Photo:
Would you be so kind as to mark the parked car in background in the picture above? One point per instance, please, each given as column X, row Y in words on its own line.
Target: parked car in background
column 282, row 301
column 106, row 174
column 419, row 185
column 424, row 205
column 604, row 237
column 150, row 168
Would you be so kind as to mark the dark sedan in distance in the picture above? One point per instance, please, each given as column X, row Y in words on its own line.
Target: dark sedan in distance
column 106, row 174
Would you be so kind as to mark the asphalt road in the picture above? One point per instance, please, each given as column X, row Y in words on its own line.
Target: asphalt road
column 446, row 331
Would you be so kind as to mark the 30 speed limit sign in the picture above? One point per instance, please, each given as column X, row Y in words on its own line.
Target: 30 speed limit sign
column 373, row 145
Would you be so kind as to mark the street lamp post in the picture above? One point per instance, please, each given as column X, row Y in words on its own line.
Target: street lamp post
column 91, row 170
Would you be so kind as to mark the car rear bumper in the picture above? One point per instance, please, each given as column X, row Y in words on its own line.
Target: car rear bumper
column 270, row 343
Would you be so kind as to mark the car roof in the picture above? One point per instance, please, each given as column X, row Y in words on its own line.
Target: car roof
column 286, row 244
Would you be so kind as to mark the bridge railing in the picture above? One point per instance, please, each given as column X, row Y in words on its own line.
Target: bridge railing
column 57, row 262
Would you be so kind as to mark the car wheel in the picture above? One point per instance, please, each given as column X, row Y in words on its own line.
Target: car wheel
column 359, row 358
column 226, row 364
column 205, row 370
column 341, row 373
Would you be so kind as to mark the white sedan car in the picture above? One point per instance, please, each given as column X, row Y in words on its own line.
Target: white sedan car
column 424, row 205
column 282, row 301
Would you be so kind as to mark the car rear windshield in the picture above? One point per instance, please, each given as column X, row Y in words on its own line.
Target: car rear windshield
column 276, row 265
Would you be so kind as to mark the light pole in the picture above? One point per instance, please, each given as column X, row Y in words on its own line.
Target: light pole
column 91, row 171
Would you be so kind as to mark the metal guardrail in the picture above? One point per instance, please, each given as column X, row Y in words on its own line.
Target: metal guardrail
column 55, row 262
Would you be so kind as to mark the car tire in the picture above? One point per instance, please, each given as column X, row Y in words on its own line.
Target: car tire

+===+

Task to complete
Return every entry exactly as given.

Response box
Photo:
Would you be so kind as to mark the parked car in background in the picture above? One point per instance, please, each given as column X, row Y in words on its own line.
Target: parked car in background
column 282, row 301
column 106, row 174
column 419, row 185
column 424, row 205
column 604, row 237
column 150, row 168
Would you be so kind as to mark the dark sedan in distance in the picture above? One point per instance, please, each given as column X, row Y in words on its own line.
Target: dark sedan in distance
column 106, row 174
Would you be so kind as to mark the asphalt road in the picture above? One point per instance, please, each given as column X, row Y in words on its own line.
Target: asphalt road
column 446, row 331
Would you be so kind as to mark the 30 speed limit sign in the picture above? One point per instance, please, each given as column X, row Y in words on its own line.
Target: 30 speed limit sign
column 373, row 145
Would you be so kind as to mark the street lamp post in the picture above? One point per instance, please, each given as column X, row Y in words on its own line.
Target: street lamp post
column 91, row 170
Would you be so kind as to mark the car rear bumper in the picture above? One point per instance, please, each given as column X, row Y in words on its own line.
Target: car rear bumper
column 270, row 343
Would you be so kind as to mark the car roof in the picture above? One point per instance, please, each given as column X, row Y in words on its own line.
Target: car roof
column 286, row 244
Would you be so kind as to mark the bridge railing in the picture above? One point per instance, please, each given as column X, row Y in words on its own line.
Target: bridge railing
column 57, row 262
Would you be so kind as to mark the car wheel in the picture above? One point per instance, please, each given as column X, row Y in words on its own line.
Target: car wheel
column 359, row 358
column 226, row 364
column 205, row 370
column 341, row 373
Would you be so kind as to mark the white sedan car in the picture above? One point per instance, please, each given as column X, row Y in words on its own line.
Target: white sedan car
column 424, row 205
column 282, row 301
Would you be so kind as to mark the car rear windshield in the picture above? One point per instance, please, each given as column X, row Y in words on its own line.
Target: car rear windshield
column 276, row 265
Would you be so kind as to mark the light pole in the picture above? One point per instance, please, each given as column X, row Y in words on its own line.
Target: light pole
column 91, row 171
Would you be so kind as to mark the metal guardrail in the picture above? One point per instance, please, each given as column X, row Y in words on its own line.
Target: metal guardrail
column 55, row 262
Would you be so kind as to mark the car tire in the picture above? One point per instance, please, each given as column X, row Y in words on its own line.
Target: car tire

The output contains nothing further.